EXCERPTED TEXT
____________
About

I was born in New Jersey in the middle of a snow storm of such blizzardy proportions that the local newspaper devoted an entire quarter-page to the emergency crew that triumphantly delivered my contracting mother to the hospital in time. I was the only girl born that day in the hospital, and was referred to in the article as “Snow Princess.”

When I was eleven, my parents moved me and my two brothers to southern California, where I quickly adapted to the novelty of hanging out with teenagers with perpetually-peeling noses and very little interest in school. While I never got good at surfing, I did learn a most valuable lesson from my home economics class: when you are making tuna or egg salad, you can always add more mayonnaise, but you cannot take it out.

I eventually realized the importance of education and went on to buy a lot of it. After earning a Masters in anthropology from Brown University, I traveled around the newly-opened Soviet Union selling Maybelline’s démodé eye shadows and blushes and lipsticks to fashion-starved Russian women. I learned how to drink vodka for hours on end with my new comrades without falling face-first into my borscht: a skill I can still summon in tight situations today.

I moved to Seattle, where I met Victor. We married nine months after our first date (our flower girl held a single bright sunflower). While he taught middle school, I wrote copy for the Environmental Protection Agency and Seattle Solid Waste, before getting hired as a project manager for Microsoft, where  I created and edited their first online magazine, MATTER.

It was like a drug, working at Microsoft—the subsidized food in the cafeteria, the free drinks and snacks and staplers (okay, so the staplers weren’t exactly “free”), the pizza work parties late into the night. Being surrounded by so many smart interesting people. Hell, I ran into Michael Kinsley almost every day.
____________
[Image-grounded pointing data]
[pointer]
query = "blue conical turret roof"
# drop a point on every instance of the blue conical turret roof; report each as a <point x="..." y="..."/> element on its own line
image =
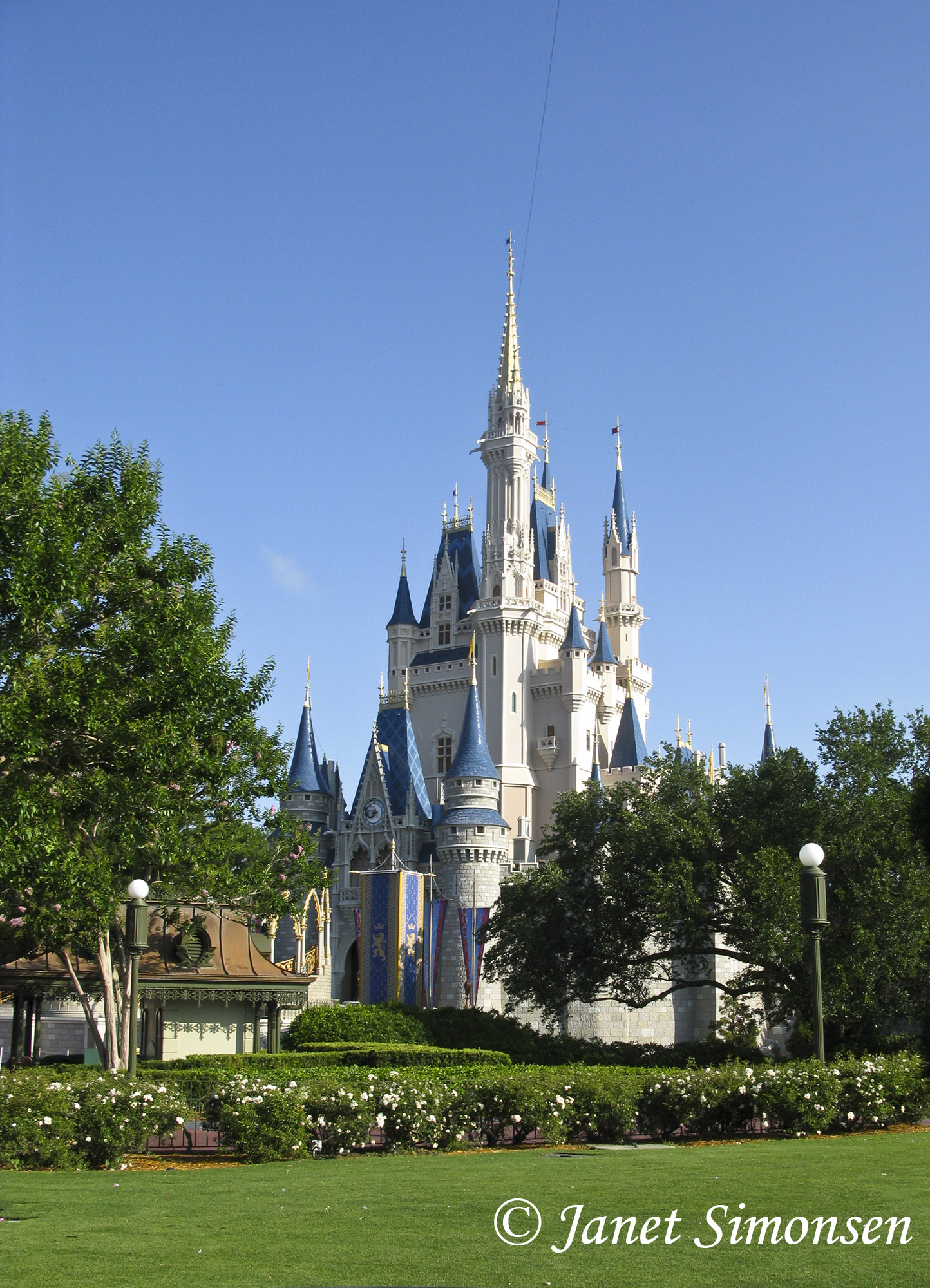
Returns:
<point x="629" y="749"/>
<point x="404" y="612"/>
<point x="473" y="759"/>
<point x="306" y="773"/>
<point x="574" y="637"/>
<point x="603" y="652"/>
____________
ACTIVITY LIST
- a) Decide whether each statement agrees with the About page, answering yes or no and quoting the deciding words: (i) the narrator earned a Masters in anthropology from Brown University; (ii) the narrator's family moved to northern California; (iii) the narrator and Victor married a year after their first date.
- b) According to the About page, what was the name of the first online magazine the narrator created and edited at Microsoft?
Nothing in the records is needed for the work that comes next.

ANSWERS PER TASK
- a)
(i) Yes: "After earning a Masters in anthropology from Brown University"
(ii) No: "my parents moved me and my two brothers to southern California"
(iii) No: "We married nine months after our first date"

- b) MATTER